Extrait choisi
Voilà pourquoi l'émission spéciale de Radio-Canada intitulée Vider son sac, une jeunesse francophone fatiguée m'apparaissait opportune. L'éclairage qu'elle devait apporter, du moins me semblait-il après lecture d'un texte du Devoir*, émanerait du quotidien, du vécu des collectivités canadiennes-françaises et acadiennes, et non de réactions ponctuelles à une quelconque décision judiciaire, fermeture d'université ou manifestation de francophobie. 

Après l'avoir visionnée à 18 h 30, lundi soir, sur les ondes de Radio-Canada Ottawa/Gatineau, puis de nouveau le lendemain sur Tou.tv, j'ai dû conclure que les quatre ou cinq personnes interviewées - fort intéressantes par ailleurs - n'étaient que quelques pièces d'un immense casse-tête en début de construction sur la grande table canadienne.

Peut-être avais-je été influencé par l'article publié le 18 mars dans le quotidien Le Devoir, où le journaliste Étienne Lajoie (posté à Toronto) écrivait: «Les jeunes leaders francophones en situation minoritaire sont à bout de souffle et ils ne se cachent pas pour le dire dans le documentaire "Vider son sac, une jeunesse francophone fatiguée".» Comme M. Lajoie semble avoir vu le reportage, cette entrée en matière est incompréhensible.

La seule donnée permettant d'accréditer cette thèse est soulevée par la journaliste radio-canadienne Rose Nantel quand elle évoque une étude de Statistique Canada révélant que les militants francophones sont peu nombreux hors Québec, que ce sont toujours les mêmes et qu'à force de combats à armes inégales, ils sont exténués. Il me semble, comme ils sont peu nombreux et que ce sont toujours les mêmes, qu'on aurait été en droit d'en entendre au moins quelques-uns durant l'émission. Ce ne fut pas le cas.

Comment peut-on espérer démontrer que «les jeunes leaders francophones en situation minoritaire sont à bout de souffle et ne se cachent pas pour le dire» à partir du témoignage de quatre ou cinq personnes de milieux géographiques et sociaux éloignés les uns des autres (Alberta, Saskatchewan, Acadie du Nouveau-Brunswick), dont une seulement (Janie Moyen, originaire de la Saskatchewan) exprime très clairement son épuisement, au point de «ne plus avoir le goût d'être francophone»?

Extraits de données

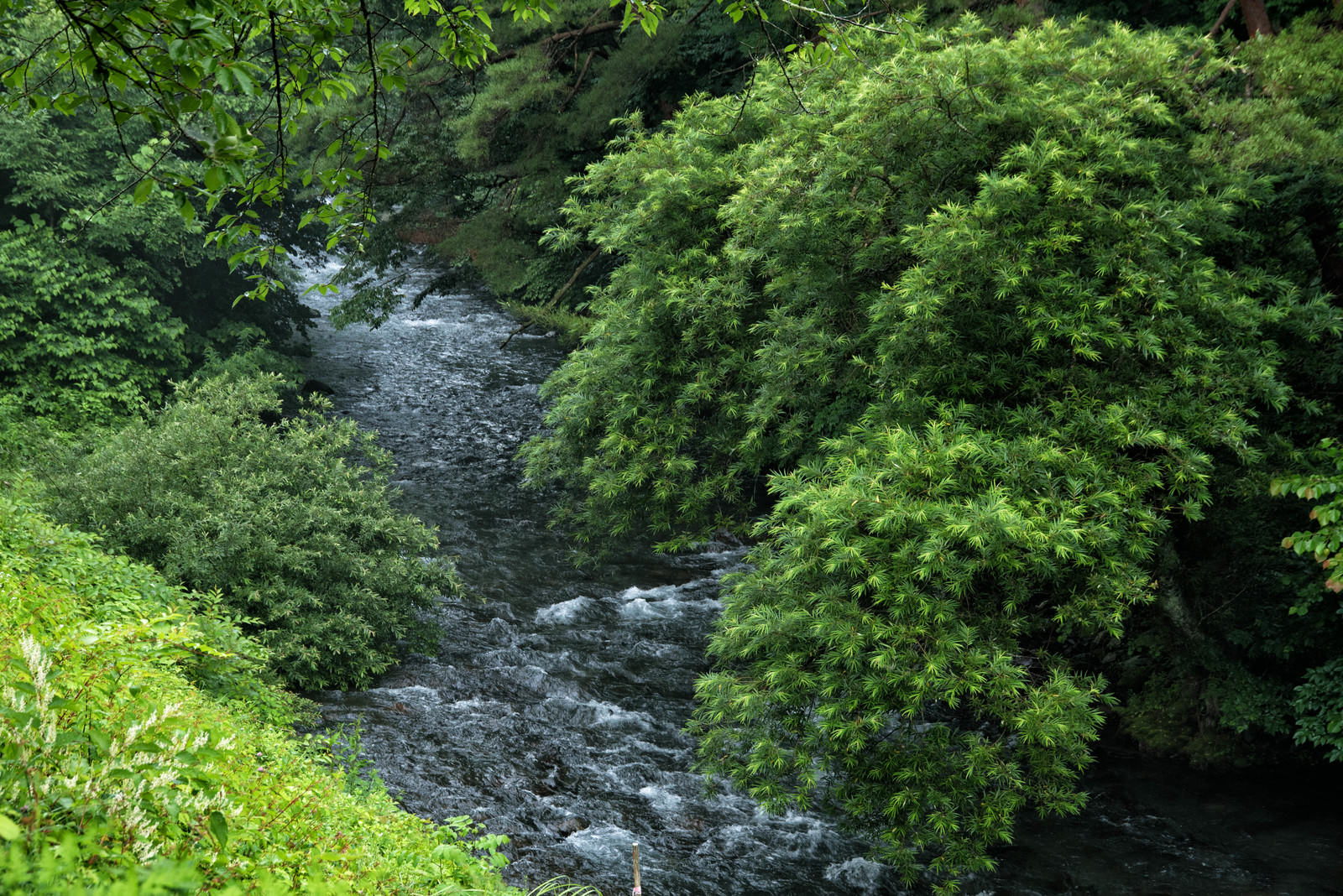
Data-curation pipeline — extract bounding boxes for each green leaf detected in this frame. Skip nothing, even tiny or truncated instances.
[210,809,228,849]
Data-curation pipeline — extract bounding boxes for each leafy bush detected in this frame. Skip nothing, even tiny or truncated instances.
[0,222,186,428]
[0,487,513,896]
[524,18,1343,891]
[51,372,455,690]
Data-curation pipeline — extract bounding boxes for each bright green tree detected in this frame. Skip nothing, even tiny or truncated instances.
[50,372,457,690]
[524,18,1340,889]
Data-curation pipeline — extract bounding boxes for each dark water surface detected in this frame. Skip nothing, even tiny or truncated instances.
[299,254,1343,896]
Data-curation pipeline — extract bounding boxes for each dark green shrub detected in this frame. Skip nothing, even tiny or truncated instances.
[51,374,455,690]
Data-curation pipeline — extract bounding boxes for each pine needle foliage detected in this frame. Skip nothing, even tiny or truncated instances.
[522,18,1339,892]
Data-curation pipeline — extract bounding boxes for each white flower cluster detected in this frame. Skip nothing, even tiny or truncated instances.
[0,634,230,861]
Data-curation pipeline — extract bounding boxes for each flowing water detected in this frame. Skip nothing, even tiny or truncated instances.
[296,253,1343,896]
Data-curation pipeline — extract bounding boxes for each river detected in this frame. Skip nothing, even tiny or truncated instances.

Liste des tâches
1 - Quelles personnes sont désignées par leur nom dans l'extrait sur le documentaire « Vider son sac » ? Donnez-les toutes.
2 - Imprimez le passage de l'extrait sur ce documentaire compris entre "La seule donnée" et "pas le cas.", bornes incluses.

Réponses par tâche
1 -
Étienne Lajoie
Rose Nantel
Janie Moyen

2 -
La seule donnée permettant d'accréditer cette thèse est soulevée par la journaliste radio-canadienne Rose Nantel quand elle évoque une étude de Statistique Canada révélant que les militants francophones sont peu nombreux hors Québec, que ce sont toujours les mêmes et qu'à force de combats à armes inégales, ils sont exténués. Il me semble, comme ils sont peu nombreux et que ce sont toujours les mêmes, qu'on aurait été en droit d'en entendre au moins quelques-uns durant l'émission. Ce ne fut pas le cas.